▶ [TASK INSTRUCTIONS]:
1/ Answer these questions using the Fedora troubleshooting post, one answer per line, marked to match:
(a) Which kernel version does the post recommend updating to?
(b) How long had the laptop running Fedora 24 been owned?
(c) How old was the forum post that suggested not rebooting?
2/ Decide whether each statement agrees with the Fedora troubleshooting post. Answer yes or no for each and quote the words that settle it.
(a) The post recommends the HP 2000 Notebook.
(b) After the WiFi disappeared, wireless networks still showed as available.
(c) Suspending and resuming the laptop made the wireless work again.
3/ Write the next part of the Fedora troubleshooting post, picking up after its final sentence.

[[ QUOTED PASSAGE, beginning ]]

That’s when I realized I still had the kernel package excluded from dnf updates on that machine because of a previous issue where a kernel update caused the boot process to hang while/after loading the initrd. I removed the exclusion, updated the kernel, and re-updated libinput. After a reboot, the keyboard still worked. But if you’re using a kernel version from 4.9 to 4.12, libinput 1.9, and an HP device, your keyboard may not work. Update to kernel 4.13 or downgrade libinput (or replace your hardware. I would not recommend the HP 2000 Notebook. It is not good.)

Disappearing WiFi with rt2800pci

I recently did a routine package update on my Fedora 24 laptop. I’ve had the laptop for three years and have been running various Fedorae the whole time, so I didn’t think much of it. So it came as some surprise to me when after rebooting I could no longer connect to my WiFi network. In fact, there was no indication that any wireless networks were even available.

Since the update included a new kernel, I thought that might be the issue. Rebooting into the old kernel seemed to fix it (more on that later!), so I filed a bug, excluded kernel packages from future updates, and moved on.

But a few days later, I rebooted and my WiFi was gone again. The kernel hadn’t updated, so what could it be? I spent a lot of time flailing around until I found a “solution”. A four-year-old forum post said don’t reboot. Booting from off or suspending and resuming the laptop will cause the wireless to work again.

And it turns out, that “fixed” it for me. A few other posts seemed to suggest power management issues in the rt2800pci driver. I guess that’s what’s going on here, though I can’t figure out why I’m suddenly seeing it after so long. Seems like a weird failure mode for failing hardware.

[[ QUOTED PASSAGE, end ]]
[[ DATA LISTING, beginning ]]

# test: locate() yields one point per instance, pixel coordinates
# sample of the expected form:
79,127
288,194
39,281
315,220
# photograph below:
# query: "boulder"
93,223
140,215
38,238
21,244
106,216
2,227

[[ DATA LISTING, end ]]

▶ [TASK ANSWERS]:
1/
(a) Kernel 4.13
(b) Three years
(c) Four years old

2/
(a) No: "I would not recommend the HP 2000 Notebook."
(b) No: "there was no indication that any wireless networks were even available."
(c) Yes: "Booting from off or suspending and resuming the laptop will cause the wireless to work again."

3/
Here’s what dmesg and the systemd journal reported:

Aug 01 14:54:24 localhost.localdomain kernel: ieee80211 phy0: rt2800_wait_wpdma_ready: Error - WPDMA TX/RX busy [0x00000068]
Aug 01 14:54:24 localhost.localdomain kernel: ieee80211 phy0: rt2800pci_set_device_state: Error - Device failed to enter state 4 (-5)

Hopefully, this post saves someone else a little bit of time in trying to figure out what’s going on.

The tricky problem dilemma

A good sysadmin believes in treating the cause, not the symptom. Unfortunately, pragmatism sometimes gets in the way of that. A recent example: we just rolled out a kernel update to a few of our compute clusters. About 3% of the machines ended up in a troubled state. By troubled, I mean that the permissions on a few directories (/bin, /lib, /dev, /etc, /proc, and /sys) were set to 700, making the machine effectively unusable. For the most part, we didn’t notice this on the affected machines until after they did their post-upgrade reboot, but fortunately we were able to catch a few that hadn’t yet rebooted.

What we found was that / had a sysroot directory and an init file. These are created by the mkinitrd script, which is called by the new-kernel-pkg script, which is in turn called in the postinstall script of the kernel RPM. The relevant part of the mkinitrd script seems to be

TMPDIR=""
    for t in /tmp /var/tmp /root ${PWD}; do
        if [ ! -d $t ]; then continue; fi
        if ! access -w $t ; then continue; fi

        fs=$(df -T $t 2>/dev/null | awk '{line=$1;} END {printf $2;}')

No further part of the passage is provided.